Problem to work on
Copy out the entries below, swapping "keypoint" for "marker" wherever it appears and leaving everything else unchanged. Omit the pictures.
# Start of Data for this task
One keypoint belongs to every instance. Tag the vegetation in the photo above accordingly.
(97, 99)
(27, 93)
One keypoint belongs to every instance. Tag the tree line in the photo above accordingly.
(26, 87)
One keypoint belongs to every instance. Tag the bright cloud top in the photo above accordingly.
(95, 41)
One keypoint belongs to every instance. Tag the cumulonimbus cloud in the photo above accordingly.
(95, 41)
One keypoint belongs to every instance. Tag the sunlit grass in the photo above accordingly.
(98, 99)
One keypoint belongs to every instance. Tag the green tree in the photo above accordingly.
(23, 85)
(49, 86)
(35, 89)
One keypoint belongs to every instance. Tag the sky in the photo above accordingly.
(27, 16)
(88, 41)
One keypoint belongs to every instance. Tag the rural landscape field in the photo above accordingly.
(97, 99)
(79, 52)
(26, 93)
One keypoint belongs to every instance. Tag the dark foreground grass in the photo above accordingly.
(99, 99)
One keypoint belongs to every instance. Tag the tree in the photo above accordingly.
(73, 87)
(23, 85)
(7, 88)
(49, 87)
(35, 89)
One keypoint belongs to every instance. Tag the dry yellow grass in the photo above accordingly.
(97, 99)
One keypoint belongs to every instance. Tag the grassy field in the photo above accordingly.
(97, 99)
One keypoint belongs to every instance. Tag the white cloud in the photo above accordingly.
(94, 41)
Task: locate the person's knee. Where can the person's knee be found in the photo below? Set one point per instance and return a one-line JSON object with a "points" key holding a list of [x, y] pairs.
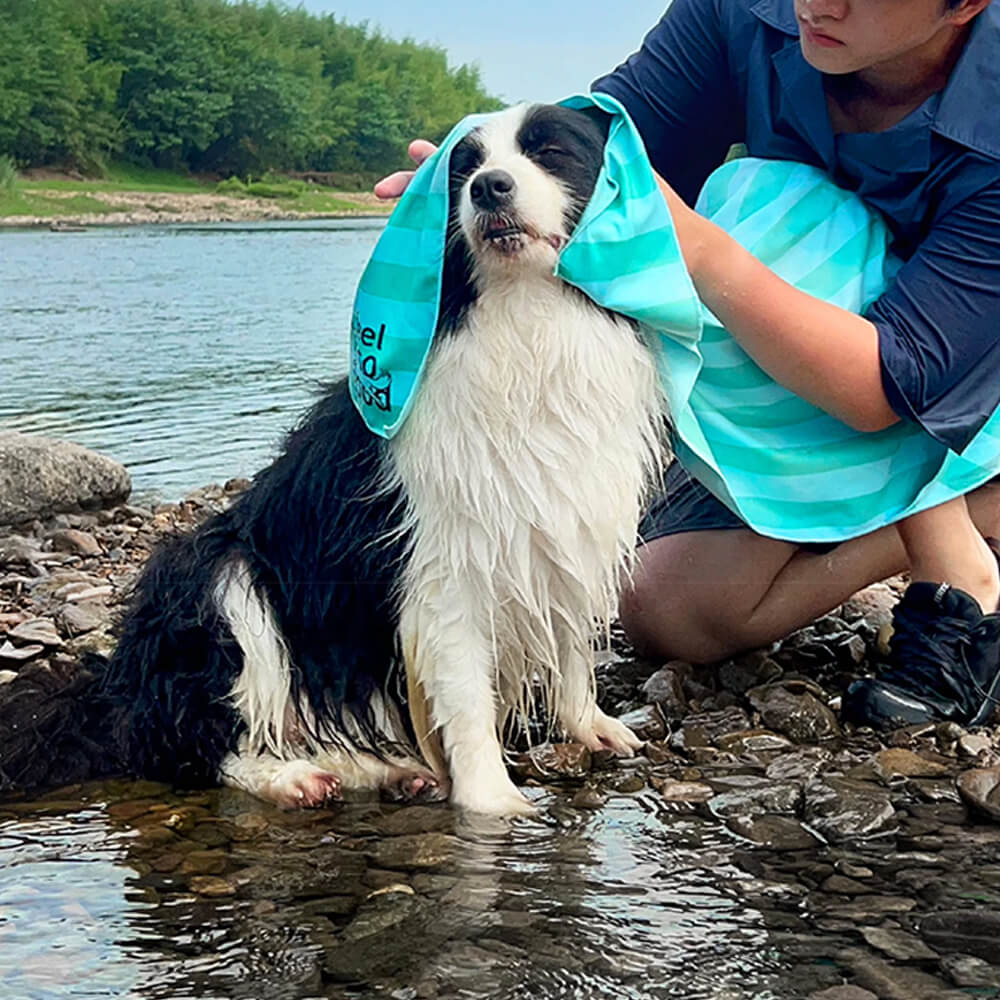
{"points": [[668, 624]]}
# End of Data for this task
Exercise result
One marker belongs to every instance. Tag the vegetation in the photo above accordingly.
(97, 99)
(27, 93)
One marker belongs to every instance. Tag the tree line in the photo above accordingly.
(26, 87)
One marker belongs to every instance. Tag the bright cloud top in the photo above accordingly.
(95, 41)
One marker belongs to every instance. Tag the cumulonimbus cloud in the photo above accordingly.
(95, 41)
One marker belongs to every instance. Tag the sunlit grass in the photo above accordingly.
(98, 99)
One marker belongs to every instance. Tag the green tree in the photo above accordingly.
(23, 85)
(49, 86)
(35, 89)
One marker belongs to every instance. Tag the sky in the photo above accordingly.
(27, 16)
(88, 41)
One marker belongs to every instance. Tag the rural landscape field in the photo above accordingly.
(97, 99)
(79, 52)
(26, 93)
One marker belongs to every instance. Tag the dark foreground grass in the photo above accordingly.
(99, 99)
One marker belongs to every instance. Tag the tree in the photo above accordingly.
(73, 87)
(23, 85)
(7, 88)
(49, 87)
(35, 89)
One marker belongs to every instance. Tag the dry yellow grass in the photo above accordingly.
(97, 99)
One marker belongs to every instance. Tag the grassy field in the photo above accordingly.
(97, 99)
One marker belongs to every instance. Tag the white cloud in the photo above accordingly.
(94, 41)
Task: locate the person's knee. Where can the person's knee be found in the photo below? Set one point per instance and return a one-line JSON object with a "points" key holding a list of [x, y] pairs.
{"points": [[668, 624]]}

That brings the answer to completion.